▶ **Task brief**
A word-for-word copy of the records below is needed, without the images.

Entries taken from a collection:
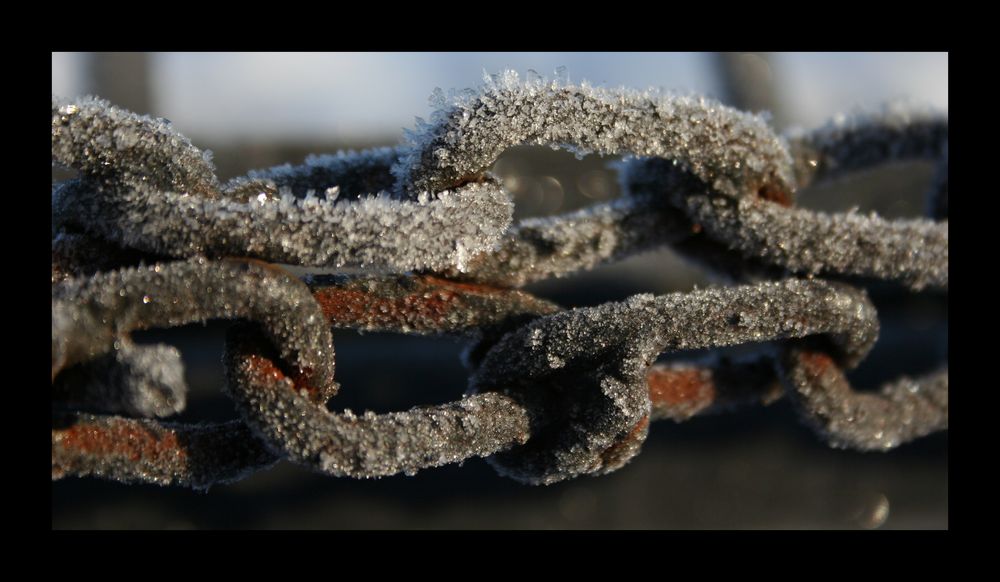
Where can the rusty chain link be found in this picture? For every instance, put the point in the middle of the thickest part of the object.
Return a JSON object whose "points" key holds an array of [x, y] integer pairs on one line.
{"points": [[146, 236]]}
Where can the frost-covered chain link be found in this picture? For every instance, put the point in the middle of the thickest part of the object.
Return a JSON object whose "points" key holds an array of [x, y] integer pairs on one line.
{"points": [[553, 393]]}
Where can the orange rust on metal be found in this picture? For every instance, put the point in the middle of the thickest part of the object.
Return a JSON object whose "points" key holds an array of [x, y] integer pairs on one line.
{"points": [[349, 307], [474, 288], [268, 373], [816, 364], [773, 193], [614, 455], [465, 181], [692, 389], [120, 438]]}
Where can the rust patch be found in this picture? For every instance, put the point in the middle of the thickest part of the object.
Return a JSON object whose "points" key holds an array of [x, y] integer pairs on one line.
{"points": [[120, 438], [673, 388], [460, 287], [352, 308], [773, 193], [465, 181], [267, 373], [619, 452], [816, 364]]}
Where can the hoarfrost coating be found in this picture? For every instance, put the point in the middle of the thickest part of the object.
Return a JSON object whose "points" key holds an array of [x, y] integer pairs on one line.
{"points": [[553, 393]]}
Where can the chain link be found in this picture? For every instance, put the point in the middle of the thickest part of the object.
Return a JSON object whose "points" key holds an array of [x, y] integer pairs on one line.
{"points": [[145, 236]]}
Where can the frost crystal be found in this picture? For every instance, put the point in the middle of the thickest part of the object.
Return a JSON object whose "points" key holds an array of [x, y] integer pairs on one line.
{"points": [[553, 393]]}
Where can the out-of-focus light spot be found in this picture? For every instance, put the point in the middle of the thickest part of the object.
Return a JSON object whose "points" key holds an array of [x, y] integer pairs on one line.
{"points": [[552, 195], [874, 512]]}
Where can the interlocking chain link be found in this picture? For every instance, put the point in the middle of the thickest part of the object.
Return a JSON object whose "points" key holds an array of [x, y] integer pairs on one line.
{"points": [[146, 236]]}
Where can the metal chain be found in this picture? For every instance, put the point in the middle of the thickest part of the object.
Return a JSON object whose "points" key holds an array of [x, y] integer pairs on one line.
{"points": [[145, 236]]}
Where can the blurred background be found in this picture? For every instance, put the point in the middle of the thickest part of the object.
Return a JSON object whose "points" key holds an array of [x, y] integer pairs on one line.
{"points": [[756, 467]]}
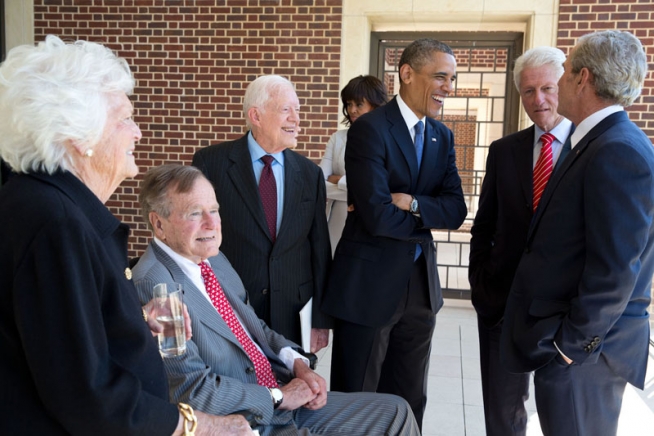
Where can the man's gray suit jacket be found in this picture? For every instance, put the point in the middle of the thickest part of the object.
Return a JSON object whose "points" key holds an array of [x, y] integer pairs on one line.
{"points": [[216, 376]]}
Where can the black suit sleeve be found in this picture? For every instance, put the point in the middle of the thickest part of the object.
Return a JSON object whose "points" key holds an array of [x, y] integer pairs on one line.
{"points": [[321, 254]]}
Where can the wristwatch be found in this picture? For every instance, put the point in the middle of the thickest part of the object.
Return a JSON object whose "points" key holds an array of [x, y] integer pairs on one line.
{"points": [[277, 396], [414, 208]]}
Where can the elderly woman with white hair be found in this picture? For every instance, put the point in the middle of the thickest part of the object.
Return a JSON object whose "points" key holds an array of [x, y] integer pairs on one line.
{"points": [[78, 357]]}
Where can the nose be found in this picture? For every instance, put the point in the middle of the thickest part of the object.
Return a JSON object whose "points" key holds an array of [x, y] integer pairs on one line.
{"points": [[539, 97], [137, 133], [294, 115], [448, 86], [211, 221]]}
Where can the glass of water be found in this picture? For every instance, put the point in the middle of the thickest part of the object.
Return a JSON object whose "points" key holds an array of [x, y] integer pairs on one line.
{"points": [[169, 312]]}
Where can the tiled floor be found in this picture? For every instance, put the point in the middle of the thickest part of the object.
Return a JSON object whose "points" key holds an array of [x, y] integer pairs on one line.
{"points": [[454, 404]]}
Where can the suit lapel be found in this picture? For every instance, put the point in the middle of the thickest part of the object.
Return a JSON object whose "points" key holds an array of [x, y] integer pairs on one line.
{"points": [[570, 159], [292, 192], [244, 181], [429, 157], [565, 150], [202, 308], [400, 133], [247, 316]]}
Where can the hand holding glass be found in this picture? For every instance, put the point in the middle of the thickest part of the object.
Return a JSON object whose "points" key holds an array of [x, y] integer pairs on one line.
{"points": [[169, 312]]}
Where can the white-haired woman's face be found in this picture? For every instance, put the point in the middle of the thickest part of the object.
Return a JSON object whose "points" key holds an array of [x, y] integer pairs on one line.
{"points": [[113, 156]]}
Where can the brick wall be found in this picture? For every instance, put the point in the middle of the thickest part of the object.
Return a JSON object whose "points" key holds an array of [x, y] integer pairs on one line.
{"points": [[578, 17], [192, 60]]}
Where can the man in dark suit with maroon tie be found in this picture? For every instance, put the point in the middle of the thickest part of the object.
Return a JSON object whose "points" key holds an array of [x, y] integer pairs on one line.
{"points": [[283, 258], [508, 198]]}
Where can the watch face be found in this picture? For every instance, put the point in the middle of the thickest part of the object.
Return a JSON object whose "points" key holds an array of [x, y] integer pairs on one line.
{"points": [[277, 395]]}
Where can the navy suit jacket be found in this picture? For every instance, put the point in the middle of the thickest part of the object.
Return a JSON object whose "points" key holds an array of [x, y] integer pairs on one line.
{"points": [[584, 279], [295, 267], [499, 233], [375, 255]]}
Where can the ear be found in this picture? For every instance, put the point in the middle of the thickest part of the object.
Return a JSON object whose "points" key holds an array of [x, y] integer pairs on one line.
{"points": [[76, 146], [584, 77], [406, 73], [157, 225]]}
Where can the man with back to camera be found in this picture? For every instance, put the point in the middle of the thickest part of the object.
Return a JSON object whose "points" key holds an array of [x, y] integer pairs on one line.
{"points": [[577, 309], [510, 192], [275, 228], [384, 290]]}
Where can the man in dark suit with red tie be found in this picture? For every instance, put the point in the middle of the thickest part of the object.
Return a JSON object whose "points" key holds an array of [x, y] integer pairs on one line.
{"points": [[577, 309], [274, 224], [517, 170], [402, 182]]}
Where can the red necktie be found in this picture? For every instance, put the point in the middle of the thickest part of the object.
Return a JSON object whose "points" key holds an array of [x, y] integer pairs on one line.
{"points": [[268, 193], [543, 168], [262, 368]]}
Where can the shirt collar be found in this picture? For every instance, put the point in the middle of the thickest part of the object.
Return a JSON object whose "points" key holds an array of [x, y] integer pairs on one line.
{"points": [[560, 131], [409, 117], [188, 267], [256, 152]]}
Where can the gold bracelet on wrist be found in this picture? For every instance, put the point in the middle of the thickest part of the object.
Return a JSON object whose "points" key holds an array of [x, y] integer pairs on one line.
{"points": [[190, 421]]}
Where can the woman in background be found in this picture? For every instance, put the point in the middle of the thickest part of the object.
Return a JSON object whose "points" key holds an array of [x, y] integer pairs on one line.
{"points": [[361, 95], [77, 354]]}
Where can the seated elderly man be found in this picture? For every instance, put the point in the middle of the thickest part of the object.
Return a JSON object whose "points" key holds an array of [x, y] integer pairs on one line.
{"points": [[234, 361]]}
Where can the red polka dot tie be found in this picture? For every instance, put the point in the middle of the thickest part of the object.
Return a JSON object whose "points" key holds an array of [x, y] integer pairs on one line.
{"points": [[268, 193], [543, 168], [262, 368]]}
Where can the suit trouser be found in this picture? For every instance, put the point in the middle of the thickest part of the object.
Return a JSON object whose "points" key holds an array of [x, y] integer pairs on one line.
{"points": [[354, 414], [393, 358], [576, 400], [504, 393]]}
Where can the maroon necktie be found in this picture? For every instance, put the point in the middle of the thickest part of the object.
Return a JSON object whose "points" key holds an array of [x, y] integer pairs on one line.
{"points": [[268, 193], [543, 168], [262, 368]]}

▶ **Result**
Where can the rusty chain link be found in this picture? For every instance, put the point in the middle of the thickest part of the object.
Return a JSON object whose "points" key holds an array of [x, y] integer pairs on one line.
{"points": [[146, 236]]}
Where can the frost-covered chain link be found in this picture? For every instance, put the point in the middle of the thickest part of the object.
Return a JSON object whose "points" key holds an array of [x, y] integer pairs on one line.
{"points": [[553, 393]]}
Where can the orange rust on metal be found in this picture? For every instance, put the point in the middle of the thickest part of the object.
Return a JSON object whose "points" key holds an array of [x, y] integer pairs on one line.
{"points": [[349, 307], [474, 288], [268, 373], [816, 364], [773, 193], [614, 455], [465, 181], [692, 389], [120, 438]]}
Where can the rust patch be found in this picture? For every instance, put the point in the middle of the thickest part of the object.
Return a JSON object whose "points" key holds an array of [x, y] integer pairs on one line.
{"points": [[120, 438], [673, 388], [460, 287], [352, 308], [773, 193], [465, 181], [267, 373], [619, 452], [816, 364]]}
Where can the hoarfrost coating be found in this picture? For every instance, put the point in the middle of the thickest part of the object.
Return a JSON object whose "points" key holds an array of [x, y] integer pairs on one line.
{"points": [[553, 393]]}
Where can the chain link be found in this picture? For every instance, put the point in the middle of the thickest part of the object.
Return a JSON object whose "points" key holds an array of [x, y] integer pairs on one line.
{"points": [[145, 236]]}
Where can the frost crystal be found in this picture? For every instance, put the point in the middle of the thickest part of the object.
Return a JSON object whose "points" key holds an array of [x, y] integer pairs on one line.
{"points": [[553, 393]]}
Where can the out-of-focus light spot be found in this picture? For every instance, put the point in the middle of the thickest part of the object.
Return a JSON object whose "points" key holds an array of [x, y] integer pairs on one line.
{"points": [[552, 195], [874, 512]]}
Where can the interlocking chain link be found in this picture? For every instance, put the point in the middle of the thickest part of the object.
Return a JSON object whose "points" key holds an array of [x, y] integer pairs on one line.
{"points": [[146, 236]]}
Where can the metal chain be found in this picture? For every instance, put the point in the middle of the thickest part of the object.
Return a JSON object whose "points" key holds an array of [x, y] integer pairs on one line.
{"points": [[145, 236]]}
Where can the blurred background be found in this picture? For every instance, put the point in the middle of the thickest part of the object.
Return a JSON object whose "points" key holds an array of [x, y] integer pairs on one line.
{"points": [[756, 467]]}
Where can the man's gray suit jacket be found in this picture? For every instance, put the point in the middle of the thickest part of the object.
Return a JSON object whose "points" key holds an array of [x, y] integer pairs on one line.
{"points": [[216, 376]]}
Where can the black suit sleeve be found in this picture? For every instance, put the point in the middle of the thickest part of the object.
Return a JSON object whose "points" key holds an array of [x, y] integer pairs on one line.
{"points": [[321, 254]]}
Where can the wristwatch be found in this picture? For every instance, put the point in the middle of the thickest part of the object.
Return a JSON object whose "points" key holds an array of [x, y] integer pairs on one line.
{"points": [[277, 396], [414, 208]]}
Where can the elderly woman with white hair be found in this picture? For every instance, put the point in the middle of the thickest part of the object.
Return a JSON object whose "points" key holds an array of [x, y] integer pairs on one line.
{"points": [[78, 357]]}
Where can the nose be found in this picture? For every instance, put the point in the middle of the thickest part of the object.
Return a JSON object whose "points" key holds an array of [x, y] integer pairs on one line.
{"points": [[539, 97], [137, 133], [294, 115], [448, 86], [211, 221]]}
Where can the glass of water be found in this picture? For every instance, put the point in the middle of the thickest part of the object.
Return a JSON object whose "points" key holds an array of [x, y] integer pairs on one line.
{"points": [[169, 312]]}
Where can the tiled floor be found in this picture? For every instance, put the point in the middle of the thickest part of the object.
Return a JSON object whose "points" key holds an array of [x, y] integer pairs on one line.
{"points": [[454, 404]]}
Where can the suit lapel be found in this picture? For every instance, put the point in the middle of the thickest part of the object.
Return a JSON object whose "points" key holds an array of [x, y] integer pairs on one line.
{"points": [[570, 159], [292, 192], [244, 181], [429, 157], [565, 150], [202, 308], [400, 133], [247, 316]]}
Where can the hand holding glass be found in this picture? For every instance, put the point in the middle of the thickest part of the object.
Return a JSON object whose "points" key holds an array of [x, y] integer pairs on one line.
{"points": [[169, 312]]}
Where can the white-haired woman's face be found in this picture? For every instance, put the point in the middle of the thickest part of the object.
Return a JSON object whose "points" key holds an array of [x, y] integer pairs on one line.
{"points": [[113, 156]]}
Where can the brick wall be found in this picture? For every instance, put the point in the middle of the thickest part of the object.
Return a JSON object whose "points" key holds an array of [x, y] integer pairs on one line.
{"points": [[578, 17], [192, 60]]}
Where can the man in dark suit with maroon tie be found in this picture? For every instance, put the point in the middle of the thickest part of the object.
Return a JSON object whose "points" key holds an array of [x, y] integer pairs on one line.
{"points": [[283, 258], [508, 198]]}
Where can the watch face be found in this picture? For every instance, put the point in the middle of the thickest part of the object.
Return a JSON object whose "points" key holds an array of [x, y] integer pairs on one line.
{"points": [[277, 395]]}
Where can the navy suit jacket be found in this picture? For every instance, put the point in the middle of the thickest part of the object.
Return a JSON object whose "points" key holds an array of [x, y] integer pairs on one line.
{"points": [[584, 279], [295, 267], [499, 233], [375, 255]]}
Where can the ear be found in this picture? For every instance, put the point in the middle of the thickest part of the object.
Return a JSON object whose "points" key holds an array of [x, y] integer pairs on one line.
{"points": [[76, 146], [584, 77], [406, 73], [157, 225]]}
Where can the man with back to camera be found in this picture? For every instance, put the point in the middle of the thickest part of the object.
Return a JSON object whose "points" key holds an array of [x, y] integer pairs on one line.
{"points": [[577, 309], [510, 192], [275, 228], [384, 290]]}
Where can the man in dark suit with red tie be found in this picture? For every instance, put the point in the middle of the thickest part of the object.
Return a JSON object whose "points" key holds an array of [x, y] integer pairs on one line.
{"points": [[577, 309], [274, 224], [517, 170], [402, 182]]}
Where can the red necktie be found in this picture? For every instance, put the point in the middle of the thickest part of the object.
Return a JSON object whose "points" key holds an array of [x, y] integer pairs on one line.
{"points": [[268, 193], [543, 168], [262, 368]]}
Where can the shirt collar be found in this picture? For every instance, put the point in the middle of the thickest part of the object.
Return a JSON object whose "points" key holds an array of [x, y] integer pairs on one line.
{"points": [[560, 131], [409, 117], [188, 267], [256, 152]]}
Where can the gold bracelet on wrist be found in this picture? For every instance, put the point in the middle of the thickest part of the object.
Return a JSON object whose "points" key holds an array of [x, y] integer pairs on one line.
{"points": [[190, 421]]}
Where can the woman in background be found in this picture? For every instance, put the point in the middle of the thickest part of the object.
Return a JSON object whose "points" key holds an array of [x, y] integer pairs on one line.
{"points": [[361, 95], [77, 354]]}
Where can the seated elderly man be found in this picture? For every instance, put the point in the middle of the thickest part of the object.
Return a JSON object whose "points" key holds an array of [x, y] integer pairs on one line.
{"points": [[234, 361]]}
Where can the red polka dot tie be found in this picture? For every instance, put the point in the middle of the thickest part of the object.
Return a JSON object whose "points" key holds an array of [x, y] integer pairs on one line.
{"points": [[268, 193], [543, 168], [262, 368]]}
Where can the suit trouser be found in this picture? For every instance, put the point in the middle of the thickest part of the object.
Return a JSON object whose "points" key holds an array of [x, y] integer pairs on one line.
{"points": [[354, 414], [393, 358], [576, 400], [504, 393]]}
Where can the maroon necktie be found in this picture? For every instance, put the point in the middle of the thickest part of the object.
Return a JSON object whose "points" key holds an array of [x, y] integer pairs on one line.
{"points": [[268, 193], [543, 168], [262, 368]]}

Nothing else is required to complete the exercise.